Provided text below:

The rights of intersexual children are further guaranteed under the Universal Declaration on Human Rights under the following articles:
i. Article 1 – all human beings are born free and equal in dignity and rights.
Article 2 – everyone is entitled to all the rights and freedoms set forth in this Declaration, without distinction of any kind, such as race, colour, sex inter Alia.
ii. Article 5 – no one shall be subjected to torture or to cruel, inhuman or degrading treatment or punishment.
Article 6 – everyone has the right to recognition everywhere as a person before the law.
Article 7 – all are equal before the law and are entitled without any discrimination to equal protection of the law.
All are entitled to equal protection against any discrimination in violation of this Declaration and against any incitement to such discrimination.
iii. Article 2 of The Convention on the Right of the Child provides for the rights of the child not to be discriminated, based on any ground including their sexuality.
iv. Article 3 The Convention on the Right of the Child thereof provides that the best interest of the child shall be key among the considerations, in making decisions that affect the children. Development – all children have the right to maximum possible survival and development (article 6, CRC)
v. Participation – all children have the right to express their views freely in all matters affecting them, and to have these views given due weight (article 12, CRC), freedom of expression (article 13, CRC) and freedom of thought, conscience and religion (article 14, CRC)
vi. Preservation of identity (article 8, CRC); privacy (article 16, CRC); protection from violence (article 19, CRC), health (article 24, CRC).
vii. Article 28 of The Universal Declaration on Human Rights which provides that, “every human being is entitled to a social and international order in which the rights and freedoms can be fully realized”.

End of Provided text.

_Problem statement_
Reproduce word for word the part of the passage on the rights of intersex children that begins at the words "The rights of intersexual" and stops after the words "before the law.".

Extracted data below:

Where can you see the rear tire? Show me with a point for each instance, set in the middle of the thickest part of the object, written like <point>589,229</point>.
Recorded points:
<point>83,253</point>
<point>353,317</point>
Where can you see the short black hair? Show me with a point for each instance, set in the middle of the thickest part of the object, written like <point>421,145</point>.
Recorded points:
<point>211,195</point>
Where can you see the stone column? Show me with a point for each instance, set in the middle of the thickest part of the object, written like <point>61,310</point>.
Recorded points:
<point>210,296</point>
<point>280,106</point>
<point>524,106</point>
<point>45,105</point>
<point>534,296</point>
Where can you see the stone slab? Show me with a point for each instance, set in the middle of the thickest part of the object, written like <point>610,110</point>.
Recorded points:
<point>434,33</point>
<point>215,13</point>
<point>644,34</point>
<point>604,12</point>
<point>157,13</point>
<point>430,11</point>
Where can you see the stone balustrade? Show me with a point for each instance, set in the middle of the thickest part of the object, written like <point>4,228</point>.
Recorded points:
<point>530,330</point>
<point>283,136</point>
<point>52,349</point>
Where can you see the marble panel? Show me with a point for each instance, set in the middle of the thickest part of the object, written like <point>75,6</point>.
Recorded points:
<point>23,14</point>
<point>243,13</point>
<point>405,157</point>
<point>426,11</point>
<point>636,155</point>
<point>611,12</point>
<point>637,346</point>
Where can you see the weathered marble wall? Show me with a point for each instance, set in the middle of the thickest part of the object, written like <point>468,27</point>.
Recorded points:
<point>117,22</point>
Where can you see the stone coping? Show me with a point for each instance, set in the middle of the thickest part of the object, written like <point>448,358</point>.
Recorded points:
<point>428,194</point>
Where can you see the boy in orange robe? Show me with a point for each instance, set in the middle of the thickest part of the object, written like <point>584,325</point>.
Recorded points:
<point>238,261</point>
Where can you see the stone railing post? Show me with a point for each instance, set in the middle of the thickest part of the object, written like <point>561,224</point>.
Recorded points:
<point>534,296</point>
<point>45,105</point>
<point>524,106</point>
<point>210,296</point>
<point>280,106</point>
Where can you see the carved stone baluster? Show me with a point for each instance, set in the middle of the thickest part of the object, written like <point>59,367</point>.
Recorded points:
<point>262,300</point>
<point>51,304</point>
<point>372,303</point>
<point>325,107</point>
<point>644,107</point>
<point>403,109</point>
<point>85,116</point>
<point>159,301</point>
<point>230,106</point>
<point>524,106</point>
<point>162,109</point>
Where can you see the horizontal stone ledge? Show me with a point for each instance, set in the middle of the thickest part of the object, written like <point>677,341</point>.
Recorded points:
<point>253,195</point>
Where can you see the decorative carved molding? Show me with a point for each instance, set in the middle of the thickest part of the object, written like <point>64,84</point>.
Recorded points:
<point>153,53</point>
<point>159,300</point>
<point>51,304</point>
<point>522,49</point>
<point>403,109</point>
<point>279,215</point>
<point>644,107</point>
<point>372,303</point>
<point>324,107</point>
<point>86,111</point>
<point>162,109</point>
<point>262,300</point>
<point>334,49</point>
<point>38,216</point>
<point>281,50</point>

End of Extracted data.

_Written reply_
The rights of intersexual children are further guaranteed under the Universal Declaration on Human Rights under the following articles:
i. Article 1 – all human beings are born free and equal in dignity and rights.
Article 2 – everyone is entitled to all the rights and freedoms set forth in this Declaration, without distinction of any kind, such as race, colour, sex inter Alia.
ii. Article 5 – no one shall be subjected to torture or to cruel, inhuman or degrading treatment or punishment.
Article 6 – everyone has the right to recognition everywhere as a person before the law.